━━ Belge alıntısı
Değerli kardeşim; konuşmanızda akdi durumla ilgili, hâlihazır ticaret hacmiyle ilgili hususlara değindiniz. Evet, biz de iki ülke arasında bu mevcut ilişkilerin ivme kazanmasını ve gelişme kaydetmesini arzuluyoruz. iki ülke arasındaki ekonomik ilişkilerin geliştirilmesi amacıyla kurulmuş olan Ortak Ekonomik Komisyon’un önümüzdeki yakın dönemde toplanmasını destekliyor ve arzuluyoruz. Kanaatimce ki bu aynı zamanda bir gerçektir: Hem Birleşik Arap Emirlikleri’nde, hem Türkiye’de değerlendirilemeyen çok büyük potansiyeller var. Karşılıklı yatırımları artırmamız lazım.

Sayın Bakanım, Birleşik Arap Emirlikleri’nde hâlihazırda 10 binden fazla Türk vatandaşı muhtelif alanlarda çalışmakta ve faaliyetlerini devam ettirmektedirler. Biz Hükümet ve halk olarak Türk vatandaşlarının çalışmalarının Birleşik Arap Emirlikleri’nin gelişmesine katkıda bulunmasından dolayı memnunuz ve bundan mutluluk duyuyoruz.

Stratejik gelişmelerin ve ortak öneme haiz meselelerin takip edilmesi için 25 Nisan tarihinde Türkiye ile KİK ülkeleri arasında gerçekleştirilmiş olan toplantı önemli bir toplantıdır. Biz bu toplantıya önem veriyoruz.
━━━━
━━ Çıkarılan bilgiler
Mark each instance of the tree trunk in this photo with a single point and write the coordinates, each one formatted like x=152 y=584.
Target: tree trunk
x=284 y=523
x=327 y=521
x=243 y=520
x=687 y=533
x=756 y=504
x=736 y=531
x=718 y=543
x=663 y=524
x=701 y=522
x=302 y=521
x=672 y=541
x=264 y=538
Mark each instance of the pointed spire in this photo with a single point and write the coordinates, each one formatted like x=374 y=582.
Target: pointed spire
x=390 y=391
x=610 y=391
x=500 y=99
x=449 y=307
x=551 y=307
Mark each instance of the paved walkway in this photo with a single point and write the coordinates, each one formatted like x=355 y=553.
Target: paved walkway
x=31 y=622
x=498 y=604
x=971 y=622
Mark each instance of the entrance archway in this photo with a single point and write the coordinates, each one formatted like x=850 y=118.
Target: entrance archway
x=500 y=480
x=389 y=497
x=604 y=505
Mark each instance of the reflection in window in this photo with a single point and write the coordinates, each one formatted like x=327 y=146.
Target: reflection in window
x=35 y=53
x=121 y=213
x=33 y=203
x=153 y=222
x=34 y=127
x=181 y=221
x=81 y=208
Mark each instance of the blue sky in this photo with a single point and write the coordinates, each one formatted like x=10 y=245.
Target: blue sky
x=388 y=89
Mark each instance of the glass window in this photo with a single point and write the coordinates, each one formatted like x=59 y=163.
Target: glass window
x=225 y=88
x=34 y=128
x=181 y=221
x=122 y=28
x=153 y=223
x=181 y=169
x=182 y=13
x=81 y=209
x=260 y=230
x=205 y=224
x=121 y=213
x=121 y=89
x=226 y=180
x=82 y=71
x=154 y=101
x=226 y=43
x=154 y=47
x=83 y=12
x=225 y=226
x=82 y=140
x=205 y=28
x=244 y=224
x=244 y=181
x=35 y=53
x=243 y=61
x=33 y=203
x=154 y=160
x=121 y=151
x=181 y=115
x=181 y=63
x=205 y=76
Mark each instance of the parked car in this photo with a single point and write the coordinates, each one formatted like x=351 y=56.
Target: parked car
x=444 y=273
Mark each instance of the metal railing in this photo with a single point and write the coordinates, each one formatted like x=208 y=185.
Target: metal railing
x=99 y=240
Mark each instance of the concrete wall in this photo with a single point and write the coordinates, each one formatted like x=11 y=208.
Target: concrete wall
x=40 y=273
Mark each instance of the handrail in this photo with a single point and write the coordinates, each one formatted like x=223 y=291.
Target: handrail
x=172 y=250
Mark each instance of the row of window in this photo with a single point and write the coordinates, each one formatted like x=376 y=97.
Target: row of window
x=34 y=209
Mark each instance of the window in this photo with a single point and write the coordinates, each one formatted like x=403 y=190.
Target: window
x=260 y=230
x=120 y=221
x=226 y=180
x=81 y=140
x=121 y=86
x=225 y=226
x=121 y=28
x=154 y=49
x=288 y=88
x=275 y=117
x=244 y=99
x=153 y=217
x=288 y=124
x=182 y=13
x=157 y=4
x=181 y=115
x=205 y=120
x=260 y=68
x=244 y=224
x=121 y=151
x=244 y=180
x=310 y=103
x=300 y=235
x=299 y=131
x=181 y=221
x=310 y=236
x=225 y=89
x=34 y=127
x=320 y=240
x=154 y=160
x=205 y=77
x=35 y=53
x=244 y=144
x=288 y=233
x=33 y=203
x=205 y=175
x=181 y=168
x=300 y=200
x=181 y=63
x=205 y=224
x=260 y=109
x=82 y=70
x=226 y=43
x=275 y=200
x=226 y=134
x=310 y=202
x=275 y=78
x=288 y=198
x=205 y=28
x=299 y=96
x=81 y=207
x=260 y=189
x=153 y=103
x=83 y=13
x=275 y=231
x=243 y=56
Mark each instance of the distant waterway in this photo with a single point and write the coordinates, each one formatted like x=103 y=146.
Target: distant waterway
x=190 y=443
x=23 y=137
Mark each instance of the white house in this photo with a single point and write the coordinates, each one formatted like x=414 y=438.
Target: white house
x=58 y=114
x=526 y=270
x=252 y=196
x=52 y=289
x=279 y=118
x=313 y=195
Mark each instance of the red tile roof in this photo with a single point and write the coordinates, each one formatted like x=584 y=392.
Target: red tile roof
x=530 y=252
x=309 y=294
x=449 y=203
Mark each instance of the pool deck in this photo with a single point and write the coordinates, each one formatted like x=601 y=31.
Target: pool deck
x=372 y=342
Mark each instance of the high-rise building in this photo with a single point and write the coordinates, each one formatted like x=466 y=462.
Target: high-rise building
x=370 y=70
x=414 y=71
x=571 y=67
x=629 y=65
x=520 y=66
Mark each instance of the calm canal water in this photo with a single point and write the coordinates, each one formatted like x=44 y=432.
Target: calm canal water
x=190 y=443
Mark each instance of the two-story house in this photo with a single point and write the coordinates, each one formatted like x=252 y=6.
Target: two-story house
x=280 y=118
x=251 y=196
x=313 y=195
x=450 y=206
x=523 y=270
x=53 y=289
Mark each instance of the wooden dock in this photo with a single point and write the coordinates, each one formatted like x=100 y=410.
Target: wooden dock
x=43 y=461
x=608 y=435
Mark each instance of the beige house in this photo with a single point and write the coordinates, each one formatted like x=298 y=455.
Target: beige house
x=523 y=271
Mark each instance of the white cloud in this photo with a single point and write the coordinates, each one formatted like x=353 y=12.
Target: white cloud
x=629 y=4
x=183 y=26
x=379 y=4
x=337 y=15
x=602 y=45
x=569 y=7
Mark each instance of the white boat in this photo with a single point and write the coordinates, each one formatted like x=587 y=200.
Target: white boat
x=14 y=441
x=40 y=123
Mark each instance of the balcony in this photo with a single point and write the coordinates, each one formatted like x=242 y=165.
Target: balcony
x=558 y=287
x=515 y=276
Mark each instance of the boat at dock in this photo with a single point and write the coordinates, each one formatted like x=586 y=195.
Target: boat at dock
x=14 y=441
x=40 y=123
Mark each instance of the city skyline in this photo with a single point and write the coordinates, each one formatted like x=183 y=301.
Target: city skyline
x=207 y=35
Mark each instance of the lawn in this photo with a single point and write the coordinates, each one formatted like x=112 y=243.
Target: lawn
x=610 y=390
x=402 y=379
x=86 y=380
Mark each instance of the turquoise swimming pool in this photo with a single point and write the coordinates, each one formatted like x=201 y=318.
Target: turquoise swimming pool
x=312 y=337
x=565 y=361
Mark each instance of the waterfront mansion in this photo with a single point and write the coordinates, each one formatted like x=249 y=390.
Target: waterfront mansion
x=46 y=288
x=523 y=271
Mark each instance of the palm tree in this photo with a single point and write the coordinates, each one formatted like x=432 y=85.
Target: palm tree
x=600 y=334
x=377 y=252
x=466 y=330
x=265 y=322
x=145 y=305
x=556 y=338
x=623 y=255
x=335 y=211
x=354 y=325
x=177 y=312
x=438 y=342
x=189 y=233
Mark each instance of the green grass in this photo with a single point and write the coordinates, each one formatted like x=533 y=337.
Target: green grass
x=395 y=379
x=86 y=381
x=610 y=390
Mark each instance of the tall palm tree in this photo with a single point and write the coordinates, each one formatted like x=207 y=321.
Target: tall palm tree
━━━━
* **Yazılı talimat**
Türkiye ile Birleşik Arap Emirlikleri arasındaki ilişkiler üzerine yapılan konuşmadan, "Değerli kardeşim; konuşmanızda" sözcüklerini içeren yerle başlayıp "yatırımları artırmamız lazım." ile biten bölümü hiç değiştirmeden kopyalayın.

* **Yanıt**
Değerli kardeşim; konuşmanızda akdi durumla ilgili, hâlihazır ticaret hacmiyle ilgili hususlara değindiniz. Evet, biz de iki ülke arasında bu mevcut ilişkilerin ivme kazanmasını ve gelişme kaydetmesini arzuluyoruz. iki ülke arasındaki ekonomik ilişkilerin geliştirilmesi amacıyla kurulmuş olan Ortak Ekonomik Komisyon’un önümüzdeki yakın dönemde toplanmasını destekliyor ve arzuluyoruz. Kanaatimce ki bu aynı zamanda bir gerçektir: Hem Birleşik Arap Emirlikleri’nde, hem Türkiye’de değerlendirilemeyen çok büyük potansiyeller var. Karşılıklı yatırımları artırmamız lazım.